> **EXERCISE DESCRIPTION**:
Repeat exactly every line that comes at or after the line containing "Find: wooden floor plank", through the end of the entries below.

· · · · · · ·

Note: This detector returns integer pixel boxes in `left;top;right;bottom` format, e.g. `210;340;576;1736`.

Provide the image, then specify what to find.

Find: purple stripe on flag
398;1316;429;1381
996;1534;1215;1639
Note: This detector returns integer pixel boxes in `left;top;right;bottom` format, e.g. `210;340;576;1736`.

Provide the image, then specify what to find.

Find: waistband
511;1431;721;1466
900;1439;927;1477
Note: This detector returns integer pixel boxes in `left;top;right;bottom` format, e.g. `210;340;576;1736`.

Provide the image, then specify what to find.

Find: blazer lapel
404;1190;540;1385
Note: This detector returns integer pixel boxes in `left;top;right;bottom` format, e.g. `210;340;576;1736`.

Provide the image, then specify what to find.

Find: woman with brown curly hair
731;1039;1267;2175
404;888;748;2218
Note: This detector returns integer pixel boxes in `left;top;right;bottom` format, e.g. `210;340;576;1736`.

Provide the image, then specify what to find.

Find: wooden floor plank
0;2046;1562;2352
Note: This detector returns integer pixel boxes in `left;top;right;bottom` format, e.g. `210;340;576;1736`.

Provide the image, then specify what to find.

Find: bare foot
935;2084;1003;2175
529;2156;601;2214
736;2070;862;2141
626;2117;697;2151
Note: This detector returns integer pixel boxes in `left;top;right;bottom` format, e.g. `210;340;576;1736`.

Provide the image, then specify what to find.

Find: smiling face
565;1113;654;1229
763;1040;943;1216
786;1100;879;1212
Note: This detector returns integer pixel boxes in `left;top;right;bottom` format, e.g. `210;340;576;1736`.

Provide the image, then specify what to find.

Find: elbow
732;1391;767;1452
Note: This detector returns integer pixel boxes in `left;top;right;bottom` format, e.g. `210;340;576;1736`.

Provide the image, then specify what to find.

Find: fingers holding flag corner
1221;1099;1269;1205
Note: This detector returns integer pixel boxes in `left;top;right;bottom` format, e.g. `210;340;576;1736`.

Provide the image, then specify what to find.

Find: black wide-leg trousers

· · · · · · ·

> **WRITTEN RESPONSE**:
Find: wooden floor plank
0;2046;1562;2352
Note: This detector returns integer pixel boxes in `left;top;right;bottom` format, e.g. `210;340;576;1736`.

Provide the image, then specify what to find.

Find: bare foot
935;2084;1003;2175
529;2156;601;2214
736;2070;862;2141
626;2117;697;2151
Note: This detector returns integer pixel boxes in `left;top;right;bottom` format, e.g. `210;340;576;1736`.

Provide the image, then specify what to find.

Find: smiling face
565;1113;654;1229
763;1040;943;1216
786;1100;879;1212
Note: This detector returns integer pixel boxes in `left;top;right;bottom` format, e.g. `210;340;576;1736`.

Provide the image, then specify what to find.

Find: elbow
732;1391;767;1452
Note: This detector returns integer pixel boxes in `left;top;right;bottom` format, e.g. `210;340;576;1736`.

Provide the image, then specify what to find.

Find: fingers holding flag corner
1221;1099;1269;1205
Note: This detector returns integer pixel boxes in `left;top;right;bottom` format, e.g. `210;340;576;1736`.

Provide the image, then specify what to find.

Find: black wide-leg trousers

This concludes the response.